## [PASSAGE FOR REVIEW]
-=-=-
We instruct the LLM to answer without generating additional reasoning tokens.
"Think step by step."
In this variation, we provide the LLM with a simple CoT prompt that instructs it to “think” step by step before providing an answer. While this is a simple version of CoT, in our tests, different CoT prompt variants had negligible effects.
We provide no specific suffix to the question and also remove the formatting constraint (“Format your response as follows: ‘The correct answer is (insert answer here)’”), allowing the model to choose how to best reply to the question. In most cases, this produces a short CoT-like thinking output before answering the question.
Each question underwent 25 trials per condition, with performance measured using multiple metrics including 100% correct (perfect accuracy), 90% correct, 51% correct (majority), and average rating.
Findings for Non-Reasoning Models
CoT prompting generally improved average performance across non-reasoning models:
- Strongest improvements: Gemini Flash 2.0 (13.5%) and Sonnet 3.5 (11.7%)
- Smallest gain: GPT-4o-mini (4.4%, not statistically significant)
However, perfect accuracy (100% correct) showed mixed results:
- Sonnet 3.5 improved by 10.1%
- GPT-4o showed no significant change
- Other models declined significantly, particularly Gemini Pro 1.5 (-17.2%)
This indicates that while CoT can improve performance on difficult questions, it can also introduce variability that causes errors on “easy” questions the model would otherwise answer correctly.
CoT requests took 35-600% (5-15 seconds) longer than direct requests, representing a significant increase in token usage and response time.
The researchers also compared CoT prompting against default model behavior (without specific prompting constraints). This revealed that many models perform CoT-like reasoning by default, even without explicit instructions.
GPQA Diamond performance across non-reasoning models comparing an unprompted answer with Chain-of-Thought.
The error bars show 95% confidence intervals for individual proportions. For detailed statistical comparisons between conditions, see Table S4.
Findings for Reasoning Models
For models with built-in reasoning capabilities, CoT prompting produced minimal benefits:
- Small average improvements for o3-mini (2.9%) and o4-mini (3.1%)
- Performance decrease for Gemini Flash 2.5 (-3.3%)
-=-=-
## [EXTRACTED ENTRIES]
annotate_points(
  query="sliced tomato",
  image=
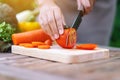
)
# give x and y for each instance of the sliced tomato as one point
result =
(67, 39)
(48, 42)
(87, 46)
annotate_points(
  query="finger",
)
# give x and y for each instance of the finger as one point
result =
(87, 6)
(52, 24)
(46, 27)
(86, 3)
(58, 19)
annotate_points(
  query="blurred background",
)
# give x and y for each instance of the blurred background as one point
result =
(115, 38)
(20, 5)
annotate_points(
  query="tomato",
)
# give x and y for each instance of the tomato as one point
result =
(28, 26)
(67, 39)
(87, 46)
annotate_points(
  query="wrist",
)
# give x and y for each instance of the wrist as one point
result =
(42, 2)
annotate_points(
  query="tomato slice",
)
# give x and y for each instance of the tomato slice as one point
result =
(67, 39)
(87, 46)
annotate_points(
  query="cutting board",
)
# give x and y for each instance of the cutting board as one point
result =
(59, 54)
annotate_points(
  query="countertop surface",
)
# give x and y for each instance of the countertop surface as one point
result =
(19, 67)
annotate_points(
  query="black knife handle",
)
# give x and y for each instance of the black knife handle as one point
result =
(78, 20)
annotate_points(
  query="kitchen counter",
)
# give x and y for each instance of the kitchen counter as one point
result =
(28, 68)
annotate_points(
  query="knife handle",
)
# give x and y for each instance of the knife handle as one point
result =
(78, 20)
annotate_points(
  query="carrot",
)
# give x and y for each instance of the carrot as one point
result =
(27, 45)
(44, 46)
(48, 42)
(88, 46)
(30, 36)
(36, 44)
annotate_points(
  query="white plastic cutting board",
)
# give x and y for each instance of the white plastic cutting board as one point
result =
(62, 55)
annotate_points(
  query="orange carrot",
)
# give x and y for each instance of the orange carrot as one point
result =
(27, 45)
(88, 46)
(36, 44)
(44, 46)
(30, 36)
(48, 42)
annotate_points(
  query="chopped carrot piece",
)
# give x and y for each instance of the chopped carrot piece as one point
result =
(44, 46)
(35, 44)
(48, 42)
(88, 46)
(29, 36)
(28, 45)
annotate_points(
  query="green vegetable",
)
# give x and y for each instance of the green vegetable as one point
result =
(6, 31)
(8, 15)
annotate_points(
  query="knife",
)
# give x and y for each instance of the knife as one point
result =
(78, 20)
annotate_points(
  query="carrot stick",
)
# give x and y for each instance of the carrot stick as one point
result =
(48, 42)
(27, 45)
(44, 46)
(30, 36)
(88, 46)
(36, 44)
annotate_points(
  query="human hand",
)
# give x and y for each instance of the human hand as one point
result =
(85, 5)
(51, 19)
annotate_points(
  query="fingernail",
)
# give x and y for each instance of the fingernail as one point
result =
(60, 31)
(56, 36)
(52, 38)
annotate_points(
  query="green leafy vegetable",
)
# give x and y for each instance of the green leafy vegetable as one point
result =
(6, 32)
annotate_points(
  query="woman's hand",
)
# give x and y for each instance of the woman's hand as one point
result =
(51, 19)
(85, 5)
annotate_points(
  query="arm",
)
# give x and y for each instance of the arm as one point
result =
(51, 18)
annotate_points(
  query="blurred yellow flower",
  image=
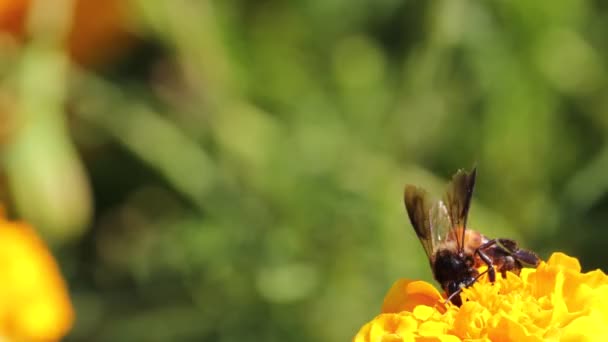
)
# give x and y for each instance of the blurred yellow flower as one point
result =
(34, 302)
(553, 302)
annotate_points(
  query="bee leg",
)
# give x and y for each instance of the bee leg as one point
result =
(455, 300)
(491, 271)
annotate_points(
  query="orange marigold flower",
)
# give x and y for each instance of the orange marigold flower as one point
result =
(34, 302)
(553, 302)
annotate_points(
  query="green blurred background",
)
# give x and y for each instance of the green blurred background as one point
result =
(233, 170)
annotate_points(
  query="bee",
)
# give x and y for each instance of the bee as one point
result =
(454, 251)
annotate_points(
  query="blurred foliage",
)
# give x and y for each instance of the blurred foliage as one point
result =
(232, 170)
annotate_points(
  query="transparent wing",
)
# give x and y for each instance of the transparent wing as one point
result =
(441, 225)
(430, 220)
(418, 209)
(457, 201)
-=-=-
## [WORK ORDER]
Continue the passage on chain-of-thought prompting from its last sentence. The lines above play no part in what follows.

## [OUTPUT BELOW]
Using threshold metrics showed few significant changes. The only notable effects were a small gain for o4-mini at the 51% threshold (5.6%) and performance decreases for Gemini Flash 2.5 at 100% and 90% thresholds (-13.1% and -7.1% respectively).
CoT requests required 20-80% (10-20 seconds) more time—a substantial cost for what are often negligible gains in accuracy.
Practical Implications
For non-reasoning models:
- CoT can enhance average performance but may introduce inconsistency in answers
- Consider that many models already perform reasoning by default
- Requesting direct answers without explanation can harm performance by preventing natural reasoning
- Weigh potential performance gains against increased token usage and response time
For reasoning models:
- The marginal accuracy benefits may not justify the extra cost and time
- Generic CoT prompts provide limited value compared to the models’ built-in reasoning
The decision tree below provides a practical guide for determining when to use Chain-of-Thought prompting based on your specific use case, model type, and priorities.
Conclusion
Chain-of-Thought prompting is not universally optimal. Its effectiveness depends significantly on model type and specific use case. For non-reasoning models, CoT may improve average performance but can introduce inconsistency. For reasoning models, the minimal accuracy gains rarely justify the increased response time.
When deciding whether to use CoT, consider the specific model’s characteristics, task requirements, and acceptable tradeoffs between accuracy, consistency, and response time.